Excerpt from a dataset:
--- begin ---
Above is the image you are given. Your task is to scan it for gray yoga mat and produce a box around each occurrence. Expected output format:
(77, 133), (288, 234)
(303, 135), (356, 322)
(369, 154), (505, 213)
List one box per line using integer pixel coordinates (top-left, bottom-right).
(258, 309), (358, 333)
--- end ---
Request —
Filter the data above down to the lines that contain the string "gray", treating uppercase and lowercase as different, and copy each such line.

Reply —
Above is the image you are given. Your task is to scan it for gray yoga mat and produce a box around each occurrence. Expected output format:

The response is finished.